[Dataset items]
******

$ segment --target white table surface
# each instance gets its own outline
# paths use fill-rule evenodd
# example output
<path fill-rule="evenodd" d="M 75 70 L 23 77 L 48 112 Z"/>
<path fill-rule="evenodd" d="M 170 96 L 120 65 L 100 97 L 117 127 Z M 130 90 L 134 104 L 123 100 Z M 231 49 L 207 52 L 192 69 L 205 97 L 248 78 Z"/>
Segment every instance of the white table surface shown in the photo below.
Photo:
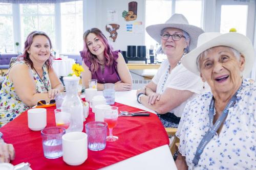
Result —
<path fill-rule="evenodd" d="M 67 76 L 73 73 L 72 65 L 75 63 L 73 59 L 53 60 L 52 67 L 58 77 Z"/>
<path fill-rule="evenodd" d="M 98 95 L 102 95 L 102 91 L 98 91 Z M 115 101 L 156 113 L 154 111 L 146 108 L 137 102 L 136 90 L 116 91 Z M 100 169 L 155 170 L 165 169 L 177 169 L 169 147 L 167 144 L 104 167 Z"/>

******

▶ [WRITTEN REQUEST] Copy each of the items above line for line without changing anything. Leave the pictures out of your copy.

▶ [SOLUTION FOR THIS PROBLEM]
$ segment --target white table surface
# each instance gets its own outline
# paths use fill-rule evenodd
# example output
<path fill-rule="evenodd" d="M 75 70 L 23 77 L 48 112 Z"/>
<path fill-rule="evenodd" d="M 170 96 L 120 65 L 100 97 L 117 127 Z M 130 90 L 134 104 L 123 100 Z M 231 49 L 207 52 L 192 69 L 205 97 L 248 78 Z"/>
Segment every instance of the white table surface shown in the photo below.
Photo:
Result —
<path fill-rule="evenodd" d="M 67 76 L 73 73 L 72 65 L 75 63 L 73 59 L 53 60 L 52 67 L 58 77 Z"/>
<path fill-rule="evenodd" d="M 98 95 L 102 95 L 102 91 L 98 91 Z M 115 101 L 156 113 L 154 111 L 146 108 L 137 102 L 136 90 L 116 91 Z M 100 169 L 155 170 L 165 169 L 177 169 L 169 147 L 167 144 L 104 167 Z"/>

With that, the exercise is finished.